# Black Diamond 20/40 Closeup



## jeremyTR (Mar 21, 2012)

I can't find that stuff around me.


----------



## talkinggoat (Jul 2, 2012)

It's supposed to be the same thing as Black Beauty... if you can find that. 

I googled around and found a company called United Western Supply, in Seattle that might cary something like it. Maybe give them a call. They list it as one of their products, on their website.


----------



## Luis138 (Mar 15, 2008)

I have looked and looked and the only one carrying this is Tractor Supply, Co., unfortunately the closest one to me is about a 2 1/2 hour drive one way.

Luis


Ageless, still I am.


----------



## CatB (Jan 29, 2012)

this stuff is great (and cheap), but make sure to thoroughly rinse it or you could end up with an oil slick on your tank!


----------



## Trickerie (May 10, 2012)

Is it just me, or does it appear to be too abrasive? I'd be concerned with my corys with that stuff in there. It does look amazing though


----------



## CatB (Jan 29, 2012)

ENTRIES SUPPLIED:
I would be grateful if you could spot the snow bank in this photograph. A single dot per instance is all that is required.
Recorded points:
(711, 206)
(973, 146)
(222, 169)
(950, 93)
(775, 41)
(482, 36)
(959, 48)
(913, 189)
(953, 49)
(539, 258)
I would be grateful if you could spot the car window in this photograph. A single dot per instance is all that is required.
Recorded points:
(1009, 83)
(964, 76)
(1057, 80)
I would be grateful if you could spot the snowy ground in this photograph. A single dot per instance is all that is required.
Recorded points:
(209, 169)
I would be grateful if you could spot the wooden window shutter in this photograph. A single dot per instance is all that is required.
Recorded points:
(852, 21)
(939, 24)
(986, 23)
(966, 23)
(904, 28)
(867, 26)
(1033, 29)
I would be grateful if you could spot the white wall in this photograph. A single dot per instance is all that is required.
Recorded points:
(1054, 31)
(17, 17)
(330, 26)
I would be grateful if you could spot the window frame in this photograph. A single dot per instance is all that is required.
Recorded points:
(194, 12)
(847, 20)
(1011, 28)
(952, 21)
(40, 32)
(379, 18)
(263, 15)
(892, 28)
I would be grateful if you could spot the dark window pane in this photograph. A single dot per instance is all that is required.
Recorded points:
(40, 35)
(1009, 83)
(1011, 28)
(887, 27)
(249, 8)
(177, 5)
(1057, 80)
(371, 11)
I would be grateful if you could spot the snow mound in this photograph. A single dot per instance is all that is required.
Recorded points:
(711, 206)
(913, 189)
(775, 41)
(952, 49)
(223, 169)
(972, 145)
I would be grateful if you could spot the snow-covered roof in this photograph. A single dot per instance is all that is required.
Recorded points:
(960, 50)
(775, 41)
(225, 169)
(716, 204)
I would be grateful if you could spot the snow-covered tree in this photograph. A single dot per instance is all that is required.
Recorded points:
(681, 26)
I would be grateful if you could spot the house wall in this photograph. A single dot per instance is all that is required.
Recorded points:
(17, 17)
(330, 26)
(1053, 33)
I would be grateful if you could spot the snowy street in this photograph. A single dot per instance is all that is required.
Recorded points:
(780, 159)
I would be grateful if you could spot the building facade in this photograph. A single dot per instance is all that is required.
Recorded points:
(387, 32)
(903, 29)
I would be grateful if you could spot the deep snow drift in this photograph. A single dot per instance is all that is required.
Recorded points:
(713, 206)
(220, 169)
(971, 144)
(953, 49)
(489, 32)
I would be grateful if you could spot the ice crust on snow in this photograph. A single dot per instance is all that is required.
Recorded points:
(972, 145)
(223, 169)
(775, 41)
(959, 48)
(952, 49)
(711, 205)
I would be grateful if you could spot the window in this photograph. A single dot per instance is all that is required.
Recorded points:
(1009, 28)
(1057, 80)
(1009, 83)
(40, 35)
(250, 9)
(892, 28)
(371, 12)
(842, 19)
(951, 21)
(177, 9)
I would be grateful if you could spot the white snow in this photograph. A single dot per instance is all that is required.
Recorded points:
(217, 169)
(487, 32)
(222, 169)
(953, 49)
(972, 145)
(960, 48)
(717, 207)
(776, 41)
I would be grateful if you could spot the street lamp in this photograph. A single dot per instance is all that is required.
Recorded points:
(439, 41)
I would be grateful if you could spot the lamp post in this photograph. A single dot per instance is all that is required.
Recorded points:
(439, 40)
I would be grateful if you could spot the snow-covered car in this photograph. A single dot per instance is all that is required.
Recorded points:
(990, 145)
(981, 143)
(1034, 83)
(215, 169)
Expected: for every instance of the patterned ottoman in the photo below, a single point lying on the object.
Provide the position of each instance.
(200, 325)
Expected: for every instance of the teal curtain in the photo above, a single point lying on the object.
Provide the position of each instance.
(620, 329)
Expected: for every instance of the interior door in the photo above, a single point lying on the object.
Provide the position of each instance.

* * *

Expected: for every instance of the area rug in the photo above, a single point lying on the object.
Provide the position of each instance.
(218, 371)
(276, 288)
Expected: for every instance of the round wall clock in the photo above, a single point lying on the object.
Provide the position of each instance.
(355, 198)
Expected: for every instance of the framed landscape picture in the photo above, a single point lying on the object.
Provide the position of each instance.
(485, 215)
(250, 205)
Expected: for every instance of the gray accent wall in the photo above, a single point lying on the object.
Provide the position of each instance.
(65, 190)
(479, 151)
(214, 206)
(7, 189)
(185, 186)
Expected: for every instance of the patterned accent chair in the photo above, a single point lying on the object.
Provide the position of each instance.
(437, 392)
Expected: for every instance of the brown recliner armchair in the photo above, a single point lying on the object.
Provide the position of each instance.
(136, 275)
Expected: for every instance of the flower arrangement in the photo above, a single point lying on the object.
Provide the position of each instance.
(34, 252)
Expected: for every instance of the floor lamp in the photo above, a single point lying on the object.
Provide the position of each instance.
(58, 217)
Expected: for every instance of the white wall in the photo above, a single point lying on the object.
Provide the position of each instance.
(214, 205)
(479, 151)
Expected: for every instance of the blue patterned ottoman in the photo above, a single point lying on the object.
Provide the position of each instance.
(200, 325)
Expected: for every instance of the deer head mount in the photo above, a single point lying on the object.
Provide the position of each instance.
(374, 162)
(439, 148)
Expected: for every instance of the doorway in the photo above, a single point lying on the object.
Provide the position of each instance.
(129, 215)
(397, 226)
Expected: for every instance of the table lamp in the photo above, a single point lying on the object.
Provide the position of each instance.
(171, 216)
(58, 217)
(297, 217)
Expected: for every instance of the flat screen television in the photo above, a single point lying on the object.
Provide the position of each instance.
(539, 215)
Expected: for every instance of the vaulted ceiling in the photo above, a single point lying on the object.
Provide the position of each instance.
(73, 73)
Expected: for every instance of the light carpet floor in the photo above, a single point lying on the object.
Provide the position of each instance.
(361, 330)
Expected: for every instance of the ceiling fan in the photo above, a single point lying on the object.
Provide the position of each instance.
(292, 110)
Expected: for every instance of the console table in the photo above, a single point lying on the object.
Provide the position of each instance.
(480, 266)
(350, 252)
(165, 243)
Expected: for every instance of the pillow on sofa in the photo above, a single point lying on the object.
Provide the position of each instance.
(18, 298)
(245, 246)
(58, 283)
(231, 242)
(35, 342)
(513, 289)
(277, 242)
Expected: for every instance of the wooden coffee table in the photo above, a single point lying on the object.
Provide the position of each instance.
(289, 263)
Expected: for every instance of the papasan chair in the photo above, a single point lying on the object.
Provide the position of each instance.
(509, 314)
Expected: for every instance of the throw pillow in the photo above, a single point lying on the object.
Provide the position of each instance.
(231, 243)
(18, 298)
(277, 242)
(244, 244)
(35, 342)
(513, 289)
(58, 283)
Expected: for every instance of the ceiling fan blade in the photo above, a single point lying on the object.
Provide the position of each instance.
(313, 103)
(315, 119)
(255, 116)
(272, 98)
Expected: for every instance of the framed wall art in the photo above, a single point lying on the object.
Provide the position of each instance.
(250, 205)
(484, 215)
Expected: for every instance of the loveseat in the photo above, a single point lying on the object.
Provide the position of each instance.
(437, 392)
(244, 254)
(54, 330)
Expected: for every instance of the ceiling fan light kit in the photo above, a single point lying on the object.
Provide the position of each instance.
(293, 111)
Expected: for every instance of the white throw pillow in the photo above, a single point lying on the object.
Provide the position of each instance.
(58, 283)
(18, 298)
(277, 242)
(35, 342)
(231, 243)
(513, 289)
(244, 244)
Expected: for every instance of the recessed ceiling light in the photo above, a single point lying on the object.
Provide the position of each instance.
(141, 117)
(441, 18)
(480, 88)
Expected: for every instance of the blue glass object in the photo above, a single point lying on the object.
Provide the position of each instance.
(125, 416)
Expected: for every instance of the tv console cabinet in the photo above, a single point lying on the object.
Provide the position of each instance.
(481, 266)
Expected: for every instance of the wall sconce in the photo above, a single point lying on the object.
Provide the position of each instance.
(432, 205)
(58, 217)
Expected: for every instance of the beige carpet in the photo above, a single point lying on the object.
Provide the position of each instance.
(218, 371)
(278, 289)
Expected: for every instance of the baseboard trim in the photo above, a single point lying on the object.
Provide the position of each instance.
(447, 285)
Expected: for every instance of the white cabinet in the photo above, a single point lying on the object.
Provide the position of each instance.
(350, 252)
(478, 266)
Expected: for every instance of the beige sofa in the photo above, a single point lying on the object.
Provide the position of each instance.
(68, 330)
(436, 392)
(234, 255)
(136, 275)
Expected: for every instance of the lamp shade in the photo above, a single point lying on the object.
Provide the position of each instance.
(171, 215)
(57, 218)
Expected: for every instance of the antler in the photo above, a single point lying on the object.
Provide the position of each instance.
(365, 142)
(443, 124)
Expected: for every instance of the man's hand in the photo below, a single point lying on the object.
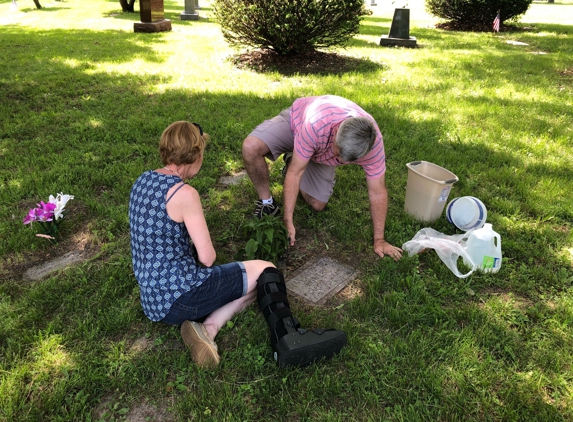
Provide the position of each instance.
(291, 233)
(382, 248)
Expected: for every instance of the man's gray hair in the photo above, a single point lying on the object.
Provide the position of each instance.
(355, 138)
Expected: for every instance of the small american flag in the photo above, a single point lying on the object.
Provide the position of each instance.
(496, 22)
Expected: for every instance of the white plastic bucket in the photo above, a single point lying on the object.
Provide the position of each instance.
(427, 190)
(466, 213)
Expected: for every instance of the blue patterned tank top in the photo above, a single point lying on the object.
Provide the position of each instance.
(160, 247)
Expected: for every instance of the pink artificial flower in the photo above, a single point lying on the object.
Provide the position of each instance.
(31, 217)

REQUEST: Reproduce word for word the part of the Black Diamond 20/40 thread above that begins at the words "## jeremyTR (Mar" and ends after the words "on their website.".

RESULT FOR THIS TASK:
## jeremyTR (Mar 21, 2012)

I can't find that stuff around me.


----------



## talkinggoat (Jul 2, 2012)

It's supposed to be the same thing as Black Beauty... if you can find that. 

I googled around and found a company called United Western Supply, in Seattle that might cary something like it. Maybe give them a call. They list it as one of their products, on their website.